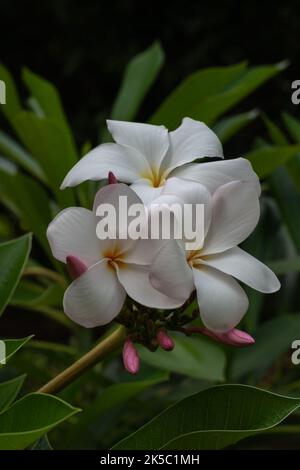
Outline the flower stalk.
[38,326,126,394]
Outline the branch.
[38,326,125,394]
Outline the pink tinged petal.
[156,330,175,351]
[66,255,88,279]
[162,118,223,171]
[162,177,212,241]
[63,260,126,328]
[189,327,255,348]
[93,183,143,257]
[202,247,280,294]
[107,120,169,168]
[130,180,163,205]
[61,143,149,189]
[117,264,185,309]
[123,338,140,375]
[193,266,249,332]
[202,181,260,255]
[47,207,99,266]
[108,171,119,184]
[170,158,261,196]
[150,240,194,301]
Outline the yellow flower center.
[141,167,166,188]
[101,245,124,269]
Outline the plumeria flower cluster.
[47,118,280,373]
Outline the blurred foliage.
[0,42,300,449]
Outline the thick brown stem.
[38,326,125,394]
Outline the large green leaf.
[113,385,300,450]
[65,373,168,449]
[0,131,46,182]
[139,334,226,381]
[111,42,164,121]
[3,335,33,362]
[151,63,286,129]
[246,145,300,178]
[230,314,300,380]
[0,393,80,450]
[0,235,31,315]
[269,168,300,253]
[10,280,64,308]
[0,168,52,254]
[214,109,259,144]
[0,375,26,413]
[22,68,78,165]
[16,111,77,206]
[0,64,22,125]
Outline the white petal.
[117,264,185,309]
[150,240,194,300]
[202,181,260,255]
[64,260,126,328]
[61,143,150,189]
[47,207,99,266]
[125,238,169,266]
[170,158,261,195]
[163,177,212,235]
[193,266,248,331]
[93,183,146,253]
[107,120,169,168]
[130,180,163,205]
[162,118,223,171]
[203,247,280,293]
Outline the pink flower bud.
[156,330,175,351]
[201,328,255,348]
[66,255,87,279]
[123,338,140,374]
[108,171,118,184]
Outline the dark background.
[0,0,300,143]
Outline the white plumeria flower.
[150,178,280,332]
[61,118,260,204]
[47,184,185,328]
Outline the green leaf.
[0,393,80,450]
[22,68,78,165]
[150,62,247,130]
[3,335,34,362]
[246,145,300,178]
[268,258,300,275]
[0,131,46,182]
[22,68,68,127]
[0,235,31,315]
[16,111,77,206]
[0,168,52,254]
[214,109,259,144]
[65,373,168,448]
[151,63,286,129]
[111,42,165,121]
[113,385,300,450]
[230,314,300,380]
[0,64,22,125]
[10,280,64,308]
[139,334,226,381]
[31,434,53,450]
[282,113,300,143]
[263,116,289,145]
[0,375,26,413]
[269,168,300,254]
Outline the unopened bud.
[66,255,87,279]
[123,338,140,374]
[108,171,118,184]
[201,328,255,348]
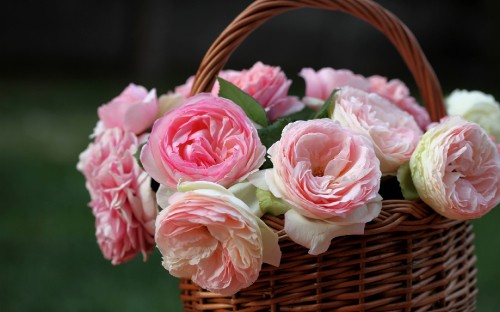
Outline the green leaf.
[256,188,290,216]
[257,118,292,148]
[312,89,339,119]
[217,77,267,127]
[286,106,316,121]
[396,161,419,200]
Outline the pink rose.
[97,83,158,135]
[368,76,431,130]
[332,87,422,174]
[155,182,281,295]
[265,119,381,254]
[77,128,157,265]
[229,62,304,121]
[175,62,304,121]
[299,67,370,108]
[410,116,500,220]
[141,93,266,189]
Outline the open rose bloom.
[77,62,500,295]
[266,119,382,254]
[141,93,266,189]
[410,116,500,220]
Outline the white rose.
[445,90,500,142]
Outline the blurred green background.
[0,0,500,312]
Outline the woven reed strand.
[180,200,477,312]
[184,0,477,312]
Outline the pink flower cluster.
[77,62,500,295]
[175,62,304,121]
[300,67,430,130]
[77,84,158,265]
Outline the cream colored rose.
[446,90,500,142]
[410,116,500,220]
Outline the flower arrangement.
[77,62,500,295]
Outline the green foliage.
[217,77,267,127]
[396,161,419,200]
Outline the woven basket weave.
[180,0,477,311]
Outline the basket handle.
[191,0,446,121]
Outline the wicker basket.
[180,0,477,311]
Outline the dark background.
[0,0,500,312]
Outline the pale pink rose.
[175,62,304,121]
[265,119,381,254]
[155,182,281,295]
[299,67,370,108]
[410,116,500,220]
[332,87,422,174]
[229,62,304,121]
[77,128,158,265]
[488,135,500,154]
[141,93,266,189]
[368,76,431,130]
[97,83,158,135]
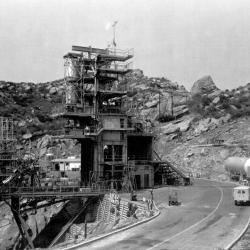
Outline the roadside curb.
[61,202,161,250]
[225,218,250,250]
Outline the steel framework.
[0,117,17,180]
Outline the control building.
[62,46,154,189]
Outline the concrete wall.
[134,165,154,188]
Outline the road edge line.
[146,186,224,250]
[61,202,161,250]
[225,215,250,250]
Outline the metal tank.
[64,55,81,81]
[65,83,77,105]
[225,157,250,177]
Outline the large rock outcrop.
[191,76,218,95]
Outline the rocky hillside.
[0,70,250,175]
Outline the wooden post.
[84,218,88,239]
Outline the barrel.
[225,157,250,177]
[64,56,81,81]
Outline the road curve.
[75,180,250,250]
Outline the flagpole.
[112,21,118,69]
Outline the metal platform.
[0,186,110,200]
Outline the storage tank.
[64,55,81,81]
[65,83,77,105]
[225,157,250,177]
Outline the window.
[114,145,122,161]
[103,145,123,161]
[55,163,60,171]
[120,118,124,128]
[103,145,113,161]
[120,132,125,141]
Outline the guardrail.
[0,186,110,197]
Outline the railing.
[52,125,102,136]
[99,83,128,92]
[99,106,126,114]
[0,186,109,196]
[99,62,133,72]
[108,49,134,57]
[104,155,123,162]
[128,122,153,134]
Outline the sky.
[0,0,250,89]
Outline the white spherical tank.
[225,157,250,177]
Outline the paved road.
[78,180,250,250]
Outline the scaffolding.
[0,117,17,181]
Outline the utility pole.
[112,21,118,52]
[159,92,161,119]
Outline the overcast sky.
[0,0,250,89]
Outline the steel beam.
[72,45,108,54]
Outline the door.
[144,174,149,188]
[135,175,141,189]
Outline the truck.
[233,186,250,206]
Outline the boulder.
[161,123,180,135]
[23,133,32,140]
[219,114,231,124]
[194,118,210,135]
[191,76,218,95]
[178,118,193,132]
[213,96,220,104]
[145,100,158,108]
[49,87,57,95]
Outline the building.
[51,157,81,177]
[57,46,188,190]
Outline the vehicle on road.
[233,186,250,206]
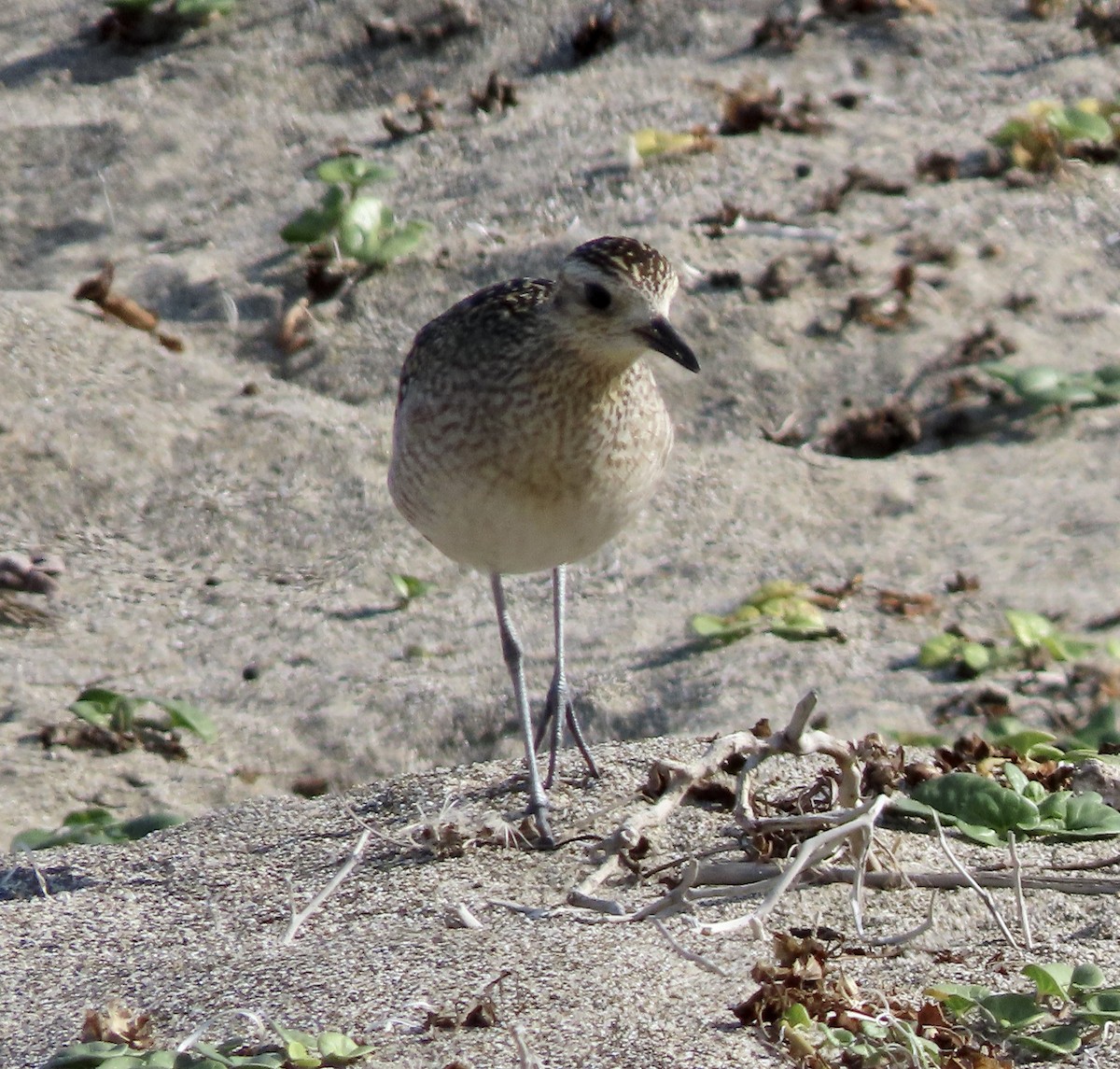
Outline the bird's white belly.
[421,476,655,575]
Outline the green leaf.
[1046,105,1113,145]
[11,828,63,854]
[1073,989,1120,1024]
[911,772,1038,841]
[782,1002,813,1029]
[388,571,436,605]
[917,631,964,668]
[151,698,217,742]
[315,156,397,190]
[43,1040,140,1069]
[1023,962,1073,1002]
[924,983,991,1018]
[1003,609,1054,650]
[1024,743,1065,763]
[976,992,1049,1032]
[1070,962,1104,991]
[1060,791,1120,839]
[318,1032,373,1065]
[175,0,234,22]
[67,687,140,734]
[270,1020,315,1051]
[1003,761,1037,805]
[1012,1024,1081,1062]
[338,197,387,260]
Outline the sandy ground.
[0,0,1120,1067]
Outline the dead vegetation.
[74,261,186,353]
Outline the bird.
[388,236,700,847]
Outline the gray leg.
[536,565,599,788]
[491,571,555,846]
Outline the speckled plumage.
[388,237,699,843]
[390,237,694,574]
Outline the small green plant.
[67,687,217,742]
[891,761,1120,846]
[991,97,1120,173]
[96,0,234,45]
[11,807,183,852]
[691,580,842,644]
[979,360,1120,408]
[917,609,1120,679]
[925,962,1120,1062]
[44,1023,373,1069]
[782,1002,945,1069]
[280,156,429,286]
[388,571,436,609]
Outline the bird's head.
[553,237,700,371]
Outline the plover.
[388,237,700,845]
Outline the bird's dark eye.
[583,282,610,312]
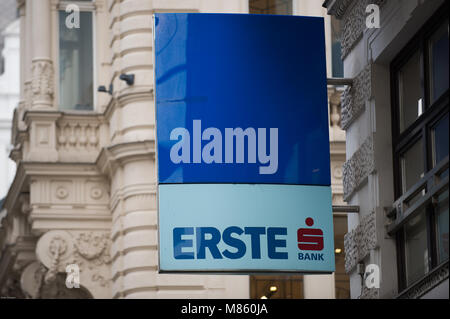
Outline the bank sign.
[154,13,335,273]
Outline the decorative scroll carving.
[34,230,111,297]
[31,60,54,103]
[358,285,380,299]
[340,0,386,60]
[343,137,375,201]
[74,232,110,264]
[341,64,372,130]
[344,212,378,273]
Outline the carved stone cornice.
[96,140,155,175]
[344,212,378,273]
[36,230,111,298]
[323,0,354,19]
[31,59,55,108]
[341,64,372,130]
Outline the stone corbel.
[31,230,111,298]
[344,212,378,273]
[31,59,54,108]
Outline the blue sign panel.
[155,14,330,186]
[154,13,335,273]
[159,184,334,273]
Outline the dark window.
[59,10,94,110]
[391,3,449,291]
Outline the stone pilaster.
[27,0,54,109]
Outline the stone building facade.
[0,0,345,298]
[324,0,449,298]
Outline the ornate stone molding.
[358,285,380,299]
[341,64,372,130]
[32,230,111,298]
[343,137,375,201]
[31,59,54,108]
[398,262,449,299]
[344,212,378,273]
[324,0,354,19]
[337,0,386,60]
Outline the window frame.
[390,3,449,292]
[54,0,98,113]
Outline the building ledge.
[396,260,448,299]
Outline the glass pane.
[333,216,350,299]
[405,211,428,286]
[249,0,292,15]
[436,189,449,263]
[401,139,424,193]
[432,114,449,166]
[398,52,423,132]
[429,20,449,103]
[59,11,94,110]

GOAL:
Write out the listing above from the line with "Outline the cream colored rose." to the line with "[134,165,154,188]", including both of those lines. Leave the pictures out.

EXERCISE ANSWER:
Outline the cream colored rose.
[446,90,500,142]
[410,116,500,220]
Outline the flower arrangement.
[77,62,500,295]
Outline the green foliage.
[217,77,267,127]
[396,161,419,200]
Outline the woven basket weave.
[180,0,477,311]
Outline the basket handle.
[191,0,446,121]
Outline the wicker basket.
[180,0,477,311]
Outline the dark background.
[0,0,500,312]
Outline the pale pink rose.
[175,62,304,121]
[265,119,381,254]
[155,182,281,295]
[299,67,370,108]
[410,116,500,220]
[332,87,422,174]
[229,62,304,121]
[77,128,158,265]
[488,135,500,154]
[141,93,266,189]
[368,76,431,130]
[97,83,158,135]
Outline the roadside curb.
[61,202,161,250]
[225,218,250,250]
Outline the steel framework.
[0,117,17,180]
Outline the control building.
[62,46,154,189]
Outline the concrete wall.
[134,165,154,188]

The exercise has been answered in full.